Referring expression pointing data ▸
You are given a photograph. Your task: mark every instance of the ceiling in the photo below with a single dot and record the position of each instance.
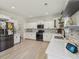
(33, 8)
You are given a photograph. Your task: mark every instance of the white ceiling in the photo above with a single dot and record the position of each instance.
(33, 8)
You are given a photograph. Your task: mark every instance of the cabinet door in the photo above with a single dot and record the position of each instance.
(2, 44)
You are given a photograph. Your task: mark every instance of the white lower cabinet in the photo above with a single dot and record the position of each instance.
(17, 38)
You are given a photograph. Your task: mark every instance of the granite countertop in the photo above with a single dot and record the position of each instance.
(57, 49)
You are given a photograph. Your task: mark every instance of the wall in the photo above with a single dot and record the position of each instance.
(76, 18)
(18, 23)
(19, 20)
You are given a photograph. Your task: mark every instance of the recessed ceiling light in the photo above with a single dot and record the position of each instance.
(45, 3)
(30, 16)
(13, 7)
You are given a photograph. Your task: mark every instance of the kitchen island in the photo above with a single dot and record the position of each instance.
(57, 49)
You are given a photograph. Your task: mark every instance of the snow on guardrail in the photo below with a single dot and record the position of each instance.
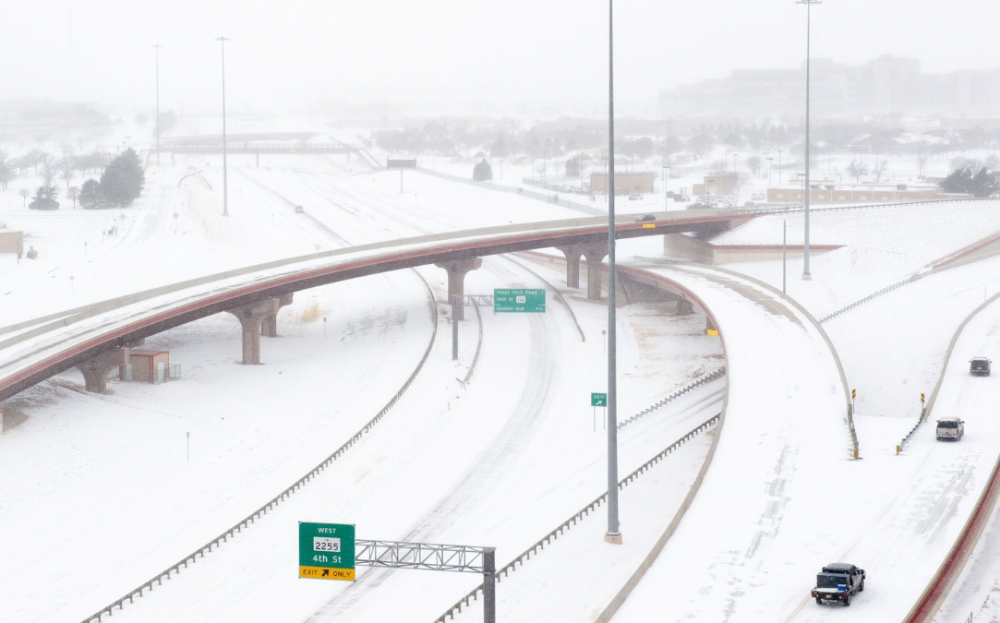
(301, 482)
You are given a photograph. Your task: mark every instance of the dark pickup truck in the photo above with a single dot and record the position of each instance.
(979, 366)
(839, 582)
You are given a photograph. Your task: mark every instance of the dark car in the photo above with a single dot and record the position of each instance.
(839, 582)
(979, 366)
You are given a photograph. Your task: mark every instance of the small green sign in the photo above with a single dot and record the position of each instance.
(518, 300)
(326, 551)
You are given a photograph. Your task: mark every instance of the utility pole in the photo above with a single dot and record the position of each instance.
(613, 535)
(805, 249)
(225, 188)
(157, 46)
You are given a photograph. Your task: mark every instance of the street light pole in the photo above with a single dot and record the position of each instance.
(157, 46)
(225, 188)
(613, 535)
(805, 249)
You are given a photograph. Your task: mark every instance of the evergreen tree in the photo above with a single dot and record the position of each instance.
(483, 172)
(962, 180)
(122, 180)
(90, 195)
(573, 167)
(45, 199)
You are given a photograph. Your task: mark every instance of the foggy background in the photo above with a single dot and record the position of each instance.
(544, 58)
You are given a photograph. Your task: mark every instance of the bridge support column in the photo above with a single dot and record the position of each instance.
(251, 317)
(595, 256)
(269, 328)
(572, 253)
(456, 278)
(96, 369)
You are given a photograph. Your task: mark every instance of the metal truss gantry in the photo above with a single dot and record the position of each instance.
(434, 557)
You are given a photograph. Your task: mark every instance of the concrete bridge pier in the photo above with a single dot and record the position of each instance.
(96, 369)
(269, 327)
(572, 253)
(595, 256)
(456, 278)
(251, 317)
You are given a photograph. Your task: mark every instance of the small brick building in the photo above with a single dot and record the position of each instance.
(150, 366)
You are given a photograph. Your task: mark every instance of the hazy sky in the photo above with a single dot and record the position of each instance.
(455, 55)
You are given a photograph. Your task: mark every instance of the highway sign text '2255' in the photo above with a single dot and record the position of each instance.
(518, 300)
(326, 551)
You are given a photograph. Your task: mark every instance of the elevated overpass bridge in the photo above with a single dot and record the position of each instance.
(96, 339)
(269, 143)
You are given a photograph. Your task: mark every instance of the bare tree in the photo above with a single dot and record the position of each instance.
(739, 181)
(881, 168)
(857, 169)
(718, 167)
(73, 192)
(65, 167)
(48, 170)
(6, 171)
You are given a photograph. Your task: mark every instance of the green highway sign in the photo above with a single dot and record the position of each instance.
(326, 551)
(518, 300)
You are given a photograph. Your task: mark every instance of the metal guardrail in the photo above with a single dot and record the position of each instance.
(301, 482)
(559, 296)
(872, 296)
(479, 345)
(547, 197)
(522, 558)
(711, 376)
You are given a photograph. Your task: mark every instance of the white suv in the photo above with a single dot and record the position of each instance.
(950, 428)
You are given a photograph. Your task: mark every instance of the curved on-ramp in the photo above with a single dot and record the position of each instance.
(784, 431)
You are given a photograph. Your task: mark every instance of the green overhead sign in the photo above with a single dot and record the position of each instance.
(326, 551)
(518, 300)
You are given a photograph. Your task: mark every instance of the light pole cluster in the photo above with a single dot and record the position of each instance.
(225, 189)
(613, 535)
(808, 189)
(157, 47)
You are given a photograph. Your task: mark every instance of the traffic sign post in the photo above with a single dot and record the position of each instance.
(326, 551)
(518, 300)
(598, 400)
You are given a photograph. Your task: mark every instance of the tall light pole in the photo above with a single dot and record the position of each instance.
(805, 250)
(613, 535)
(157, 47)
(225, 189)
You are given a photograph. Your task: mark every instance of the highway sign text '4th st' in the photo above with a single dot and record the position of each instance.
(518, 300)
(326, 551)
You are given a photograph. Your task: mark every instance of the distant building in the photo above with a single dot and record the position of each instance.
(148, 366)
(722, 184)
(11, 241)
(625, 183)
(885, 85)
(866, 194)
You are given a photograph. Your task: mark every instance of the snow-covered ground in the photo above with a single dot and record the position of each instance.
(506, 458)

INSTRUCTIONS TO FOLLOW ▸
Transcribe the data exactly, minus any images.

OUTPUT OF THE EXERCISE ▸
You are given a photograph. Your task: mark every instance of the ceiling in the photo below with a single dot and record the position of each instance.
(33, 8)
You are given a photograph. Your task: mark every instance of the white ceiling in the photo above with a single dot and record the position of each instance.
(33, 8)
You are given a photograph. Your task: mark every instance of the cabinet door in the photo above with a single dot and record the position of each instance.
(2, 44)
You are given a photograph. Your task: mark every instance of the white lower cabinet in the photo above with a single dot and record the position of each instance.
(17, 38)
You are given a photograph. Your task: mark every instance of the granite countertop in the photo above with a single dot and record the position of each instance.
(57, 49)
You are given a photograph. Your task: mark every instance of the wall in the photo above with a single dot and record the position of each instance.
(76, 18)
(18, 23)
(19, 20)
You are given a photograph. Your task: mark every instance of the recessed ceiling light in the photo above with a single dot and record the position of each instance.
(45, 3)
(30, 16)
(13, 7)
You are given a photograph. Your task: mark every instance of the kitchen island in the photo above with a single dot and record the position of each instance.
(57, 49)
You are given a photograph. Your task: mark every instance of the snow on guardrail in the photo below with a single dot and record the position of each instance.
(301, 482)
You are given a photograph. Your task: mark every instance of the dark pickup truck in the photo above with a single dot and record the position of each instance.
(979, 366)
(839, 582)
You are given a photograph. Your task: mark every instance of the dark car in the photo above with a single dot and record the position of each instance.
(839, 582)
(979, 366)
You are given a photograph. Your task: mark every instance of the small green sign in the photo above with a single dot and record the position of each instance.
(518, 300)
(326, 551)
You are given a photograph. Your task: mark every instance of the utility pole in the photo above with a single dot and record the position of each instance.
(613, 535)
(805, 249)
(225, 188)
(157, 46)
You are given a photograph. Your task: mark every instance of the street light pole in the photo above with a single dot and record the position of each instance.
(157, 46)
(225, 188)
(613, 535)
(805, 249)
You are given a photograph. Your task: mark every instance of the evergreen tree in the photo above with a single dot and record the position of each instance.
(483, 172)
(962, 180)
(122, 180)
(90, 195)
(573, 167)
(45, 199)
You are given a photograph. Your task: mark every instance of the foggy background in the photo above with a single dot and record the position of each instance.
(544, 58)
You are given a photograph. Your task: mark every instance of the bridge support column in the photo above with a single dot and record the position of each instance.
(251, 317)
(595, 256)
(269, 328)
(572, 253)
(456, 278)
(96, 369)
You are given a photograph. Your task: mark every instance of the metal truss gantry in the photo above with a single dot and record the position of each instance.
(434, 557)
You are given a photograph. Your task: mark every instance of the concrete bridge pier in the photo above with a single dot and record the position of each instance.
(96, 369)
(269, 327)
(572, 253)
(595, 256)
(456, 278)
(251, 317)
You are given a photograph. Your task: mark every instance of the small brick building in the photo above with a single dot and record the position of each instance.
(150, 366)
You are given a photograph. Your task: mark every instance of the hazy sky in the photo above with a single dot and record the position of each instance.
(455, 55)
You are given a photograph. Your task: mark every instance of the highway sign text '2255' in the photo above with a single dot and record the position of each instance.
(518, 300)
(326, 551)
You are given a photograph. Your task: mark every instance of the elevated overpass bridge in the photo above with a single dot and record the position of each instance.
(96, 339)
(269, 143)
You are given a photograph. Your task: mark every instance of the bare tree in the photo above with a single dot and record the position of each instance.
(739, 181)
(881, 168)
(857, 169)
(718, 167)
(73, 192)
(65, 167)
(48, 170)
(6, 171)
You are given a photograph. Your task: mark every instance of the green highway sign in the photo above with a single dot and record the position of each instance.
(326, 551)
(518, 300)
You are given a photograph. Your task: mark every instance of the metal guardrail in the photo above with a single dot and record the position of each instance.
(301, 482)
(559, 296)
(872, 296)
(479, 345)
(547, 197)
(522, 558)
(711, 376)
You are given a photograph. Your task: mark every instance of the white suv in the photo above with a single dot and record the position of each instance.
(950, 428)
You are given a photograph. Your task: mark every instance of the curved on-ramp in the photo above with a single dot and record the position of each instance.
(784, 431)
You are given a photograph. Your task: mark every instance of the green overhead sign in the photo above with a single dot and record the position of each instance.
(326, 551)
(518, 300)
You are given a photograph. Your task: mark every instance of the light pole cluster in the photo above with a single dot and record the position of each instance.
(225, 189)
(613, 535)
(808, 189)
(157, 47)
You are given a photograph. Your task: mark every instance of the traffic sign post in the photo above with a single dot and record the position of each instance.
(326, 551)
(518, 300)
(598, 400)
You are given a photograph. Your task: mark every instance of the tall light pole in the photo above with a single dot and record the position of each instance.
(805, 250)
(613, 535)
(157, 47)
(225, 189)
You are given a photograph. Your task: mark every instance of the highway sign text '4th st' in the photo above with a single dot and record the position of each instance.
(518, 300)
(326, 551)
You are given a photograph. Your task: mark every instance of the distant building in the photo above with a single dot and record the position of each instance.
(148, 366)
(722, 184)
(11, 241)
(625, 183)
(885, 85)
(866, 194)
You are given a photograph. Your task: mark every instance of the snow-covered ground in the photo above with a single dot and record the position of each instance.
(506, 458)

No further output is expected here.